Only the count is wanted here: how many lines of the entries hold the string "below"?
--------------------------------
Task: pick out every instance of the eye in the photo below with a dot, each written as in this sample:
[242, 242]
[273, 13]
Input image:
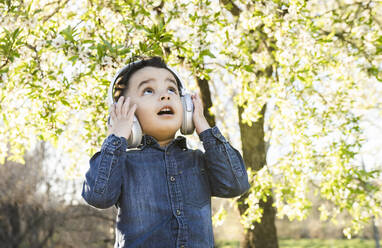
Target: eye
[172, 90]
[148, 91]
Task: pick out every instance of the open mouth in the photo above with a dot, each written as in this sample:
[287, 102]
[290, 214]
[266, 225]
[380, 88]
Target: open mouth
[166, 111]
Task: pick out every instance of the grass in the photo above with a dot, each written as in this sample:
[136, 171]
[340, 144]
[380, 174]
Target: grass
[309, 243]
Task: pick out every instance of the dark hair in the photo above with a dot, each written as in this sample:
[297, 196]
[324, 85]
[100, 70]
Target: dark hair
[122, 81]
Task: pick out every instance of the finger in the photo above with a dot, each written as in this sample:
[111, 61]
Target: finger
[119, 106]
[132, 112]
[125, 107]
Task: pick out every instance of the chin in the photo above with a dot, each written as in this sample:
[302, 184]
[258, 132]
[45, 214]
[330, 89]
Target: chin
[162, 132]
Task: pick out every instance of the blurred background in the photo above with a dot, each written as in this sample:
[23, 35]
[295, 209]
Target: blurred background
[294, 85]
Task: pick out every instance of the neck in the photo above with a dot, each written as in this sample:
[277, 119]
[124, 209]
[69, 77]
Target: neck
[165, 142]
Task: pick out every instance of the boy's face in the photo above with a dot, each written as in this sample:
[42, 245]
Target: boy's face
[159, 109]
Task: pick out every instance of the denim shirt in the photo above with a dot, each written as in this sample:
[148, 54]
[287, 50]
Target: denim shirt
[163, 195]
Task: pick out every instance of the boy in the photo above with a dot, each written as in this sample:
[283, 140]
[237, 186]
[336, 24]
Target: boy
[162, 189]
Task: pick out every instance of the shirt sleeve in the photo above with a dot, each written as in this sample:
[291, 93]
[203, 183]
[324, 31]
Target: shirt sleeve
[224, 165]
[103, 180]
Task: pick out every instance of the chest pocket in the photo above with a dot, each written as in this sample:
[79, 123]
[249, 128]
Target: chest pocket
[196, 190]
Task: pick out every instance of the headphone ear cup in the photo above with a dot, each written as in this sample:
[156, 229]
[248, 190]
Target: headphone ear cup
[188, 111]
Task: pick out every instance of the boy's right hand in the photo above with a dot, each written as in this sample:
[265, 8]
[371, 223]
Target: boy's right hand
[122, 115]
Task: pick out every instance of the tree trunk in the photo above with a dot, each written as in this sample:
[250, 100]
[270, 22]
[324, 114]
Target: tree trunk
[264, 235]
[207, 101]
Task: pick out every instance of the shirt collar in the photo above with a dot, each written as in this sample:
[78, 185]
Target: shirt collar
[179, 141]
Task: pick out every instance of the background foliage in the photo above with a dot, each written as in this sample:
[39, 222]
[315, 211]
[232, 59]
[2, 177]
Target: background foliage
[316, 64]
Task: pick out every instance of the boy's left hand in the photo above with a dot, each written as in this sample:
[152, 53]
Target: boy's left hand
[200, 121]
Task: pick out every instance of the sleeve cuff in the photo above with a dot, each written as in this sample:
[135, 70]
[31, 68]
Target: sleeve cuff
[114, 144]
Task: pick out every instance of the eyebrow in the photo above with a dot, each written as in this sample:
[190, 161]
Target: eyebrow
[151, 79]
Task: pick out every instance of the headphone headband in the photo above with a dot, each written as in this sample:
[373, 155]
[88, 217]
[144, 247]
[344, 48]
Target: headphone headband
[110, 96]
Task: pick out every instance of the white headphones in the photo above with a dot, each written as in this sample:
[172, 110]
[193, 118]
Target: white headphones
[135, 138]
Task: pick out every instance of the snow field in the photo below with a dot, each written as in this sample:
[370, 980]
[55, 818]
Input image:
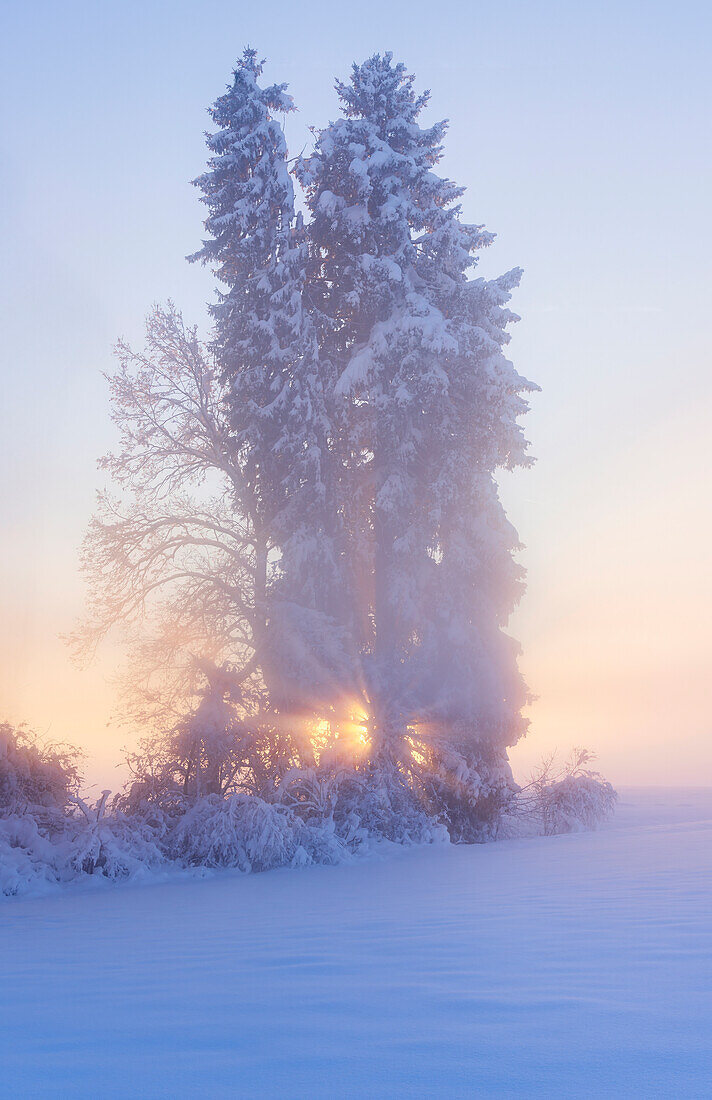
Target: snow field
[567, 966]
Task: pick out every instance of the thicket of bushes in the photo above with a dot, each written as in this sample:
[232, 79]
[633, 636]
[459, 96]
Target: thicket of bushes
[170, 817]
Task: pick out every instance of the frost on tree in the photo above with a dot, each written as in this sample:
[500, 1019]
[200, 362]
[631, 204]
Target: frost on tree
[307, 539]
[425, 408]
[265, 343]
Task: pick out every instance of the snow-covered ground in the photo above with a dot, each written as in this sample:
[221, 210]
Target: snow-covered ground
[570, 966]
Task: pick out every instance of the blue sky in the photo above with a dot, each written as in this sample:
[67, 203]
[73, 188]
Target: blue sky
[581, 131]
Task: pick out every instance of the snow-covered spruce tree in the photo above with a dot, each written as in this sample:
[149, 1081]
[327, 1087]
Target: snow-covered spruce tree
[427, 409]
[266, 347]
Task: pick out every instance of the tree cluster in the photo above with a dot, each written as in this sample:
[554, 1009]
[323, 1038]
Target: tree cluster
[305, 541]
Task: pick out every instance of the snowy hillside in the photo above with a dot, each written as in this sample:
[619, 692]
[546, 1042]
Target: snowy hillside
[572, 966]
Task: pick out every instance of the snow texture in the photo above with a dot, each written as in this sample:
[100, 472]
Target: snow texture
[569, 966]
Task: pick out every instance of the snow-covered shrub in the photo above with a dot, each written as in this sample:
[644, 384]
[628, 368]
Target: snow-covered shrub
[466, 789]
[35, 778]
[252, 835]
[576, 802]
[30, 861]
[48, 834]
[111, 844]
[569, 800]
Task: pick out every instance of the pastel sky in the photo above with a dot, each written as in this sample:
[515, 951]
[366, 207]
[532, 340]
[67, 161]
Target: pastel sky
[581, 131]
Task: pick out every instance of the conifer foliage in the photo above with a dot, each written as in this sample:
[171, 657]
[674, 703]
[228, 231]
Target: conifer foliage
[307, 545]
--------------------------------
ANSWER SPACE =
2